** BEGIN Records shown **

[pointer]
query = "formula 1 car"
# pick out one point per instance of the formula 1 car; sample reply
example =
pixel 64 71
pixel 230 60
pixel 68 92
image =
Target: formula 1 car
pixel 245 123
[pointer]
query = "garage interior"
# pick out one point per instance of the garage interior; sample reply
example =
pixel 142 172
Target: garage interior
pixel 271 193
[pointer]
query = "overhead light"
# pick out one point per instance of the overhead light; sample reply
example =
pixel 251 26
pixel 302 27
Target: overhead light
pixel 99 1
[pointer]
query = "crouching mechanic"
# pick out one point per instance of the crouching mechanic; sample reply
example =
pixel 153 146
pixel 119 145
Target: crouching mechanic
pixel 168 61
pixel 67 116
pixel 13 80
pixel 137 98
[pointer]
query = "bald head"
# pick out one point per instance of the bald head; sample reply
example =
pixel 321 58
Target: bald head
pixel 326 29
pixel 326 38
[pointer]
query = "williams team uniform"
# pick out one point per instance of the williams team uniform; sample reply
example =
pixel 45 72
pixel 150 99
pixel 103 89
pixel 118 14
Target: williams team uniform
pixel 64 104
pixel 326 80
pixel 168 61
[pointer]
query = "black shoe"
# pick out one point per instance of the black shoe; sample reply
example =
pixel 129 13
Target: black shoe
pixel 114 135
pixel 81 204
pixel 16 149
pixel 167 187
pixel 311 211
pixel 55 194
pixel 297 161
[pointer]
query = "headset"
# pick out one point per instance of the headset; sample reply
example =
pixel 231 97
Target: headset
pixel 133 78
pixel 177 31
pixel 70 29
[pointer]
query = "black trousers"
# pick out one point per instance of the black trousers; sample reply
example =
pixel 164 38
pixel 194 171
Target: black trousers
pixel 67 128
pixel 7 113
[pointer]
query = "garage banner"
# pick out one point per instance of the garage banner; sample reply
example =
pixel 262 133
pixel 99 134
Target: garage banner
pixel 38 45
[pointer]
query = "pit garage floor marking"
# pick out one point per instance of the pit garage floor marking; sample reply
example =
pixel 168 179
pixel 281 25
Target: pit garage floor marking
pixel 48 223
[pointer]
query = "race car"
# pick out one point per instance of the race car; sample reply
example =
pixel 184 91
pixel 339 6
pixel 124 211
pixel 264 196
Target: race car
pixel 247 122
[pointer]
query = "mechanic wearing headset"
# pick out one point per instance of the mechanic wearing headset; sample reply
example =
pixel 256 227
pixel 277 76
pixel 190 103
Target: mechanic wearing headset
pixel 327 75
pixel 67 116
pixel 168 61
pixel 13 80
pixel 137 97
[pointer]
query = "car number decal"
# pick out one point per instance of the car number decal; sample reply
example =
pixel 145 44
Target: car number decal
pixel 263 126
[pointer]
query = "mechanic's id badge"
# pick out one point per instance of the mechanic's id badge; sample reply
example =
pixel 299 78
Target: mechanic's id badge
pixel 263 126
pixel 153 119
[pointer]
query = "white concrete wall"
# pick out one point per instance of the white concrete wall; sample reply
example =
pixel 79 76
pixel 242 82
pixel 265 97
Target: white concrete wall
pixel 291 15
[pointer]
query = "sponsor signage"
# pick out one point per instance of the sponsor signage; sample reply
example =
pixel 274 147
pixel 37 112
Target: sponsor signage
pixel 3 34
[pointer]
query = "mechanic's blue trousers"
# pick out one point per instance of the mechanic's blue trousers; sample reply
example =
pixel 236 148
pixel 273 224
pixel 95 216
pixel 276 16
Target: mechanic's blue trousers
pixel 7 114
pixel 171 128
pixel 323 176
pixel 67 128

** END Records shown **

**Task instructions**
Please write out the data from its first line up to and including the line with "pixel 326 38", copying each line exactly.

**Finished answer**
[pointer]
query = "formula 1 car"
# pick out one point per instance of the formula 1 car; sample reply
example =
pixel 64 71
pixel 230 60
pixel 68 92
image =
Target: formula 1 car
pixel 245 123
[pointer]
query = "garage interior"
# pick out one point per instance of the garage interior; sample reply
example =
pixel 142 172
Target: garage interior
pixel 271 193
[pointer]
query = "overhead light"
# pick out one point per instance of the overhead light; sample reply
example =
pixel 251 26
pixel 302 27
Target: overhead light
pixel 99 1
[pointer]
query = "crouching mechanic"
# pick out one point per instance of the crouching mechanic; sample reply
example =
pixel 153 146
pixel 119 145
Target: crouching mechanic
pixel 168 61
pixel 67 116
pixel 13 80
pixel 137 98
[pointer]
query = "bald head"
# pick out one point per instance of the bald head; sample reply
example =
pixel 321 58
Target: bald head
pixel 326 29
pixel 326 38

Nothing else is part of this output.